» **Given information**:
++++++

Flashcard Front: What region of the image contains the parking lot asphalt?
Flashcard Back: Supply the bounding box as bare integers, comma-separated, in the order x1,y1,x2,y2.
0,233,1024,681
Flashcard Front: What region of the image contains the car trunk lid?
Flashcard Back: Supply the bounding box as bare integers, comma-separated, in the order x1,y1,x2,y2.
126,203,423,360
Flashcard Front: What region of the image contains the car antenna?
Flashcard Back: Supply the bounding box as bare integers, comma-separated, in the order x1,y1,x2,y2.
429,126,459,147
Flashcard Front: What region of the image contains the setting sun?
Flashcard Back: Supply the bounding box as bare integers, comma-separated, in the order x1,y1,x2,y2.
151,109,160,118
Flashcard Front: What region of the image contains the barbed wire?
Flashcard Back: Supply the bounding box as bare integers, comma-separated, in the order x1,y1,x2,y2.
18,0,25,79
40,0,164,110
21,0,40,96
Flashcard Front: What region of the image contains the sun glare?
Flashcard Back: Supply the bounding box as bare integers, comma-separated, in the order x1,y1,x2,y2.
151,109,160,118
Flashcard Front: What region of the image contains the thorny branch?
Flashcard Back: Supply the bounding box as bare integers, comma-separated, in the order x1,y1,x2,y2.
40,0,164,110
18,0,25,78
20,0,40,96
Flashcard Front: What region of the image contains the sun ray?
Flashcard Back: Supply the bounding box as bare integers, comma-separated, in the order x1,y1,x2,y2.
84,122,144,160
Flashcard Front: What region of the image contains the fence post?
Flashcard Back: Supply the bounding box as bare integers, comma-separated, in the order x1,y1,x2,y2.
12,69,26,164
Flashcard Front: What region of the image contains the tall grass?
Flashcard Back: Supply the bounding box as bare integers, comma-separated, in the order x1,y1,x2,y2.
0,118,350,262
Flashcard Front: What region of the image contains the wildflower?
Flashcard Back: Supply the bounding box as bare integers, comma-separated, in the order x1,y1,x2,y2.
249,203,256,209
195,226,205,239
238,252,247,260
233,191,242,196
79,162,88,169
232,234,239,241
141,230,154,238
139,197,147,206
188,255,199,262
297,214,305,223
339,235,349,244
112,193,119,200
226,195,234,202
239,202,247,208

++++++

» **Goal**: Retype all of the entries above line for line, with no changes.

» **Solution to the exercise**:
Flashcard Front: What region of the image contains the parking lot asphalt?
Flashcard Back: Supply the bounding box as bare integers, comma-separated, in the order x1,y1,x2,y2.
0,233,1024,681
Flashcard Front: What region of the image contains the car trunk lid?
Flashcard Back: Supply the bounding box as bare integers, comma-separated, in the order x1,y1,x2,y2.
126,203,423,360
Flashcard Front: What region of the image contains the car antenna?
Flashcard Back: Supply the bounding box as bare integers, comma-separated, in the order x1,y1,x2,y2.
429,126,459,147
Flashcard Front: What region of the image contains the setting sun?
Flashcard Back: Supply the bounding box as bare integers, comma-separated, in the order x1,y1,x2,y2.
151,109,160,118
Flashcard Front: What region of the image contains the barbed wire?
Flashcard Back: Supply the bounding box as bare integers, comma-separated, in the order x1,y1,x2,y2.
18,0,25,79
40,0,164,110
21,0,40,96
Flashcard Front: What region of the image contains the sun glare?
Flashcard Back: Supply the bounding box as bare integers, comma-separated, in the order x1,y1,x2,y2.
151,109,160,118
Flashcard Front: What region of the image contains the thorny branch?
Flashcard Back: Supply the bounding box as bare integers, comma-separated, in the order x1,y1,x2,y2.
40,0,164,110
18,0,25,78
20,0,40,96
Flashcard Front: What region of the image contains the sun ray?
Flashcard Back: Supply the bounding box as bare integers, comma-separated, in the order x1,y1,x2,y2.
84,122,144,160
Flashcard Front: What region of the image contains the fence post?
Flashcard Back: Supply the bounding box as bare integers, comma-separated, in the order x1,y1,x2,y2.
12,69,26,164
Flashcard Front: What region of the image contains the tall grass?
Flashcard Back: Supply the bounding box as bare integers, comma-separated, in the order x1,y1,x2,y2.
0,118,350,262
Flashcard Front: What region of the image contains the wildflower?
Flashcard Back: Supply the bounding box as bare integers, comma-separated, in the order x1,y1,x2,y2.
249,203,256,209
195,226,205,239
238,252,247,260
233,191,242,196
79,162,88,169
232,234,239,241
141,230,154,238
139,197,147,206
188,255,199,262
297,214,305,223
339,235,349,244
112,193,119,200
226,195,234,202
239,202,247,208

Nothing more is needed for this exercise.